Exercise description:
Output only the lines below from the one containing "box: [596, 0, 634, 125]" to the one containing "0L610 93L598 110L602", exactly as written, both ends kept.

Source records:
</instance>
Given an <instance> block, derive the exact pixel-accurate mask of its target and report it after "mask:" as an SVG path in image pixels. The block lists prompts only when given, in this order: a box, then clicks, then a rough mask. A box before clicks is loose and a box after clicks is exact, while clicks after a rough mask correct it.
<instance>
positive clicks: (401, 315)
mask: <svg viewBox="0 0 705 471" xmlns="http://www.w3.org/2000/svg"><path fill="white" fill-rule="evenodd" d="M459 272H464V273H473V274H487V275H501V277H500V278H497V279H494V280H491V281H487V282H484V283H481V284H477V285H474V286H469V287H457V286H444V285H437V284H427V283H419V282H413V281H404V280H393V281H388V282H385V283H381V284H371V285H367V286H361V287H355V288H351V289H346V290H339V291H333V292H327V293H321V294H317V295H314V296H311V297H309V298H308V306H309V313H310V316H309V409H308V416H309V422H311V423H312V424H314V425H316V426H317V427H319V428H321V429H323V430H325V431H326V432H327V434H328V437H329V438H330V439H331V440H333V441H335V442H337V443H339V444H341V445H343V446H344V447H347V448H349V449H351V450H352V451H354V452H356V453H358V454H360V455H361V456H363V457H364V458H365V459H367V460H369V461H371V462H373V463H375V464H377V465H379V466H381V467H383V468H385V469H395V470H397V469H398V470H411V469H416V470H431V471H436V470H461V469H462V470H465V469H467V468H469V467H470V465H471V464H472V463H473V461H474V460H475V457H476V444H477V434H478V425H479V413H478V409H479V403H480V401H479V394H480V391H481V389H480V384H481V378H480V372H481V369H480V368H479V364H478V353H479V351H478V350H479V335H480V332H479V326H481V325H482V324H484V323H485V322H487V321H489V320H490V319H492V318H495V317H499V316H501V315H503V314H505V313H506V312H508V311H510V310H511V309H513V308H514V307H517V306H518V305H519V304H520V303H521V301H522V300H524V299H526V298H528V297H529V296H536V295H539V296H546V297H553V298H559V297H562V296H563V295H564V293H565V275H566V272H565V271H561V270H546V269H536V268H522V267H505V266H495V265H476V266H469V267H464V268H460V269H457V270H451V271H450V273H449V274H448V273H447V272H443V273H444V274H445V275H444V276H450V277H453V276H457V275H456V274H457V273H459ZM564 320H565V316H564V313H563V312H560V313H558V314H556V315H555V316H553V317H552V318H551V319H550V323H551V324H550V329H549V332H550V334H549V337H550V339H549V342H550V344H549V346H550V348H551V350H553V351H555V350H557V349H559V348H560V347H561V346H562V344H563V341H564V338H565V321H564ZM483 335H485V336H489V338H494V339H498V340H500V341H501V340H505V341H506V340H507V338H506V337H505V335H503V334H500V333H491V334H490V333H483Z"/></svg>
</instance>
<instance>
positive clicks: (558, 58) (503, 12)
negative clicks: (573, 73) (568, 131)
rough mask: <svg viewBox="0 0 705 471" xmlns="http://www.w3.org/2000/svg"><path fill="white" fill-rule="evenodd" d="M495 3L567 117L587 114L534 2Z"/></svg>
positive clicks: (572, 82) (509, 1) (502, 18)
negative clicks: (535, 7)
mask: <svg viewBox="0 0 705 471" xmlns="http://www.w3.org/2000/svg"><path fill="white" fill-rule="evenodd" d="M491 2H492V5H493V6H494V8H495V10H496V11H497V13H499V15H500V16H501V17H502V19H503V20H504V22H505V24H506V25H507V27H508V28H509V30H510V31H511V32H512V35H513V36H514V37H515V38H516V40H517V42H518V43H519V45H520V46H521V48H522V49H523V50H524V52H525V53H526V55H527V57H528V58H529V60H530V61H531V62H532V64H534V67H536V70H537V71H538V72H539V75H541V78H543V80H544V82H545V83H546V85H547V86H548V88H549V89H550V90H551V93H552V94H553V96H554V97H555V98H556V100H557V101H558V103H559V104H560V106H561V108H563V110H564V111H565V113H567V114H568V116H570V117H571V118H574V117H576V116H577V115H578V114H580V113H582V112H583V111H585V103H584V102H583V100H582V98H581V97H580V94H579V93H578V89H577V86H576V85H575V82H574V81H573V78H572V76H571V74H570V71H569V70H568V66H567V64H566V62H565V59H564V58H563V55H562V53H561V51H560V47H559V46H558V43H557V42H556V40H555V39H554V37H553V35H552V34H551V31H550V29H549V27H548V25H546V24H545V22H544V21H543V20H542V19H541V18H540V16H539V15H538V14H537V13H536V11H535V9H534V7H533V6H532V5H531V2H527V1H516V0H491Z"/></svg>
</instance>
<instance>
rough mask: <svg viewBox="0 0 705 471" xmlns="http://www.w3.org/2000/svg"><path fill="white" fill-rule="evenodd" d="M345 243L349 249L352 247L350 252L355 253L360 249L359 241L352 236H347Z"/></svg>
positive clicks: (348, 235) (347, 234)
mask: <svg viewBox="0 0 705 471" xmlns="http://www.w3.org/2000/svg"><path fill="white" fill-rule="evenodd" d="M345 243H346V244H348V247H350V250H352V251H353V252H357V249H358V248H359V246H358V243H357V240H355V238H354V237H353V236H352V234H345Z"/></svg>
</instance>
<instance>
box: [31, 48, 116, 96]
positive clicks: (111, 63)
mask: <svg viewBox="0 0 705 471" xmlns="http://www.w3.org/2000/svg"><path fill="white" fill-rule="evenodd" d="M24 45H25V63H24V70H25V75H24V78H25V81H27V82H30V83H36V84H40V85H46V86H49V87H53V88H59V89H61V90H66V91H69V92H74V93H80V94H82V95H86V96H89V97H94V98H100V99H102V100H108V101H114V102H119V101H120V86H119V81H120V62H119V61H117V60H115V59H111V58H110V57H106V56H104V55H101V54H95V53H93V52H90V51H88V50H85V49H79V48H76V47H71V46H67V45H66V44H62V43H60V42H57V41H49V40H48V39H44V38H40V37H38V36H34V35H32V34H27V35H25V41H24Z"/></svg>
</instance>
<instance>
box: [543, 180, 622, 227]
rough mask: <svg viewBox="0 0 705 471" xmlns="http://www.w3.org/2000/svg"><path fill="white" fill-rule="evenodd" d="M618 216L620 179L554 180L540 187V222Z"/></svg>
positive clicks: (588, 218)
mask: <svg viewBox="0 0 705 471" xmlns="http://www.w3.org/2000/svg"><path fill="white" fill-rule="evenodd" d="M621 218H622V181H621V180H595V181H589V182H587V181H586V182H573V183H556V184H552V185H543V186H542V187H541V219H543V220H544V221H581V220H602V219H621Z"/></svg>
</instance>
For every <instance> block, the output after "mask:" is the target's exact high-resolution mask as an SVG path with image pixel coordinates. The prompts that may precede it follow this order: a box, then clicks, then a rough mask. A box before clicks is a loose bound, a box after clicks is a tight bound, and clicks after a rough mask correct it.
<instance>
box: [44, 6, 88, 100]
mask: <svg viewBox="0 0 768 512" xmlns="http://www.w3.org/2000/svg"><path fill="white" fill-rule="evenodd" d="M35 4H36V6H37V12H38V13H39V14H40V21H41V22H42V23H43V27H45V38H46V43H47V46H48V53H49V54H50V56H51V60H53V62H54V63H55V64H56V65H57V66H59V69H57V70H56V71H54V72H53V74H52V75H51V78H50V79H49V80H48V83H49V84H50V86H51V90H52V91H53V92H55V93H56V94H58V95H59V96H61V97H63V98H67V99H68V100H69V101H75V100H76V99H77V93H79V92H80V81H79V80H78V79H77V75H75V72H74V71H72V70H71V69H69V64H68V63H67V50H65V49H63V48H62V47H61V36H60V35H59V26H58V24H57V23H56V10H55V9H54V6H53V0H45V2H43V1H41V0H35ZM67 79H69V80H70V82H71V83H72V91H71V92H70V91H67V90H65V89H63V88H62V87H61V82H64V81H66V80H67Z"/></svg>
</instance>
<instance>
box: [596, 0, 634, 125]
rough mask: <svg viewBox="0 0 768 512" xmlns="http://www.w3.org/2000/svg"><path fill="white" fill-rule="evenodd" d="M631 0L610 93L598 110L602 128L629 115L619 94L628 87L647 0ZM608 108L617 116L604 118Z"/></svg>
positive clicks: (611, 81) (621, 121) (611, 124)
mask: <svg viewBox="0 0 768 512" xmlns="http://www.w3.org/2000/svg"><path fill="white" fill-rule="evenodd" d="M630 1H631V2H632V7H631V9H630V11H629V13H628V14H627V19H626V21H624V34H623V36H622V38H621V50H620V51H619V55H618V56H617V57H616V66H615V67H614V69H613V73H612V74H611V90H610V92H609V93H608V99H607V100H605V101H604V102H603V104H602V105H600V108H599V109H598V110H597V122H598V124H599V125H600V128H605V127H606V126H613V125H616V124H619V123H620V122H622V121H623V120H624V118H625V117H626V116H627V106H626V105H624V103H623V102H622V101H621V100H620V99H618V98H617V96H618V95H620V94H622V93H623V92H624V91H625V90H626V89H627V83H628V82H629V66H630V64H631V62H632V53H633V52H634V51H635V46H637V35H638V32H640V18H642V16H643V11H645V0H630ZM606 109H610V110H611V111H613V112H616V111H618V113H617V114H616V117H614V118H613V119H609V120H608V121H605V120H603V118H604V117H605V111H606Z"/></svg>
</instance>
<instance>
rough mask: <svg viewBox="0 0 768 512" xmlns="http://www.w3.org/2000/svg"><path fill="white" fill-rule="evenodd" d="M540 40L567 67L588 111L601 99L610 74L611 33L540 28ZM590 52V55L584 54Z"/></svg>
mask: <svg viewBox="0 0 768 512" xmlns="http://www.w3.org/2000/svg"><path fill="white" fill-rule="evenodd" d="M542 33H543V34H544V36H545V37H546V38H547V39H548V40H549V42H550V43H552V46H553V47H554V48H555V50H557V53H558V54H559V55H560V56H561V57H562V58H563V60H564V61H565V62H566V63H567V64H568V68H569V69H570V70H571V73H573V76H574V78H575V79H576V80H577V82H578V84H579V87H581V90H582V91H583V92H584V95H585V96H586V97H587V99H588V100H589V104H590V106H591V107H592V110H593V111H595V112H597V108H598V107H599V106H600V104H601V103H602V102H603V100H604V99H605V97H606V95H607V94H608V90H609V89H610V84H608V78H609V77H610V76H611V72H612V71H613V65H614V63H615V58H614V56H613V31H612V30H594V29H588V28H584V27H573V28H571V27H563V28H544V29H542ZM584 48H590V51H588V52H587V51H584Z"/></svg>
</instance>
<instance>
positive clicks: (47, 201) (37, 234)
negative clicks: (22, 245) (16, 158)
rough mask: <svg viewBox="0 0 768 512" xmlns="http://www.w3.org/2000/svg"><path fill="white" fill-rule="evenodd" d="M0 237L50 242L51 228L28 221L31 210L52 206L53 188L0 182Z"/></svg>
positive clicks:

Completed task:
box: [596, 0, 634, 125]
rough mask: <svg viewBox="0 0 768 512" xmlns="http://www.w3.org/2000/svg"><path fill="white" fill-rule="evenodd" d="M631 0L610 93L598 110L602 128L629 115L619 94L628 87L647 0ZM608 108L617 116L604 118Z"/></svg>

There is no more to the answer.